**Your instructions:** Type out the data again. Keep every line exactly the same.

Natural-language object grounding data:

┌──

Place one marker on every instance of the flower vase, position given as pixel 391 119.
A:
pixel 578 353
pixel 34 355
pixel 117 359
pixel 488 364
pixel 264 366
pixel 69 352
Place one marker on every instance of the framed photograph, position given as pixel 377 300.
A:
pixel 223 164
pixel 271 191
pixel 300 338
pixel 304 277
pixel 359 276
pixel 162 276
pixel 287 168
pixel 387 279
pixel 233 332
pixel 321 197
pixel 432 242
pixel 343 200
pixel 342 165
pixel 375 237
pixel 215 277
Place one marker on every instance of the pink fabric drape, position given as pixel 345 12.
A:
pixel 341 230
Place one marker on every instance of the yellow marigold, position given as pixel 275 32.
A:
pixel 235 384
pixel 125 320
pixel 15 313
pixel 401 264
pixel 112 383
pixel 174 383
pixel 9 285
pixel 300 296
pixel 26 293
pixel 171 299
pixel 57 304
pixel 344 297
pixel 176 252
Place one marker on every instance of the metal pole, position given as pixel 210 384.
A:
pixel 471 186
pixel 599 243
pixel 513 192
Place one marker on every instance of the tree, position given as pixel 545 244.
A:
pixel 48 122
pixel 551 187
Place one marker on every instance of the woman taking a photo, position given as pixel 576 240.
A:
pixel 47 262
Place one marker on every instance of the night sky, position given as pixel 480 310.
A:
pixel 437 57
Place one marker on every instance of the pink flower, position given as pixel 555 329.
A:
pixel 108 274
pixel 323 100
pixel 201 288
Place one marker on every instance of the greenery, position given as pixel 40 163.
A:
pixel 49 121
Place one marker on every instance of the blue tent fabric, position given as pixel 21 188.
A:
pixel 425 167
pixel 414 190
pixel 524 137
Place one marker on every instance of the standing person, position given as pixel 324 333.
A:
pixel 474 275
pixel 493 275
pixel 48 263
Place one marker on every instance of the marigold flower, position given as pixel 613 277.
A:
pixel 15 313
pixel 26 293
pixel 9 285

└──

**Solution to this problem:**
Place one marker on every instance of the flower vase, position given as pixel 391 119.
A:
pixel 578 353
pixel 34 355
pixel 117 359
pixel 488 364
pixel 264 366
pixel 69 352
Place one marker on every instance of the framed photograph, position given as pixel 377 300.
A:
pixel 223 164
pixel 271 191
pixel 300 338
pixel 304 277
pixel 359 276
pixel 162 276
pixel 287 168
pixel 387 279
pixel 233 332
pixel 321 197
pixel 432 242
pixel 343 200
pixel 342 165
pixel 375 237
pixel 215 277
Place one marker on every instance of the pink fabric drape, position given as pixel 345 12.
A:
pixel 341 230
Place one marker on every instance of the yellow marigold, position given as pixel 275 32.
A:
pixel 235 384
pixel 125 320
pixel 15 313
pixel 401 264
pixel 112 383
pixel 174 383
pixel 9 285
pixel 300 296
pixel 26 293
pixel 171 299
pixel 57 304
pixel 344 297
pixel 176 252
Place one marker on every instance of the metal pole, position given as pixel 210 384.
A:
pixel 471 186
pixel 599 243
pixel 513 192
Place one marker on every instance of the tree, position given as pixel 545 244.
A:
pixel 48 122
pixel 551 187
Place one marker on every instance of the woman taking a photo, position given as pixel 576 240.
A:
pixel 47 262
Place one marker on every instance of the night sky, position given as pixel 480 310.
A:
pixel 437 57
Place one marker on every instance of the pink flower, position given as pixel 555 329.
A:
pixel 108 274
pixel 323 100
pixel 201 288
Place one marker on every instance of the greenery, position given as pixel 40 163.
A:
pixel 49 121
Place one marker on every instance of the blue tent fabric, position given as pixel 21 188.
A:
pixel 425 167
pixel 414 190
pixel 524 137
Place one marker on every instance of the standing person, position given as pixel 324 333.
A:
pixel 474 275
pixel 493 275
pixel 48 263
Place one marker on every instance of the marigold flower, position given as pixel 613 277.
A:
pixel 15 313
pixel 26 293
pixel 9 285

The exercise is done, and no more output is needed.